_Brief_
In the entries below, every line with the string "point" is to be reported.

_Input data_
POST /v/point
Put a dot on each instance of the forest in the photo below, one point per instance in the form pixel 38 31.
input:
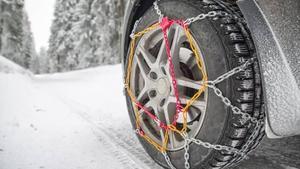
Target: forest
pixel 84 33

_Completed task_
POST /v/point
Put a dot on each instance of the forest in the photo below, one point per instance in the form pixel 38 31.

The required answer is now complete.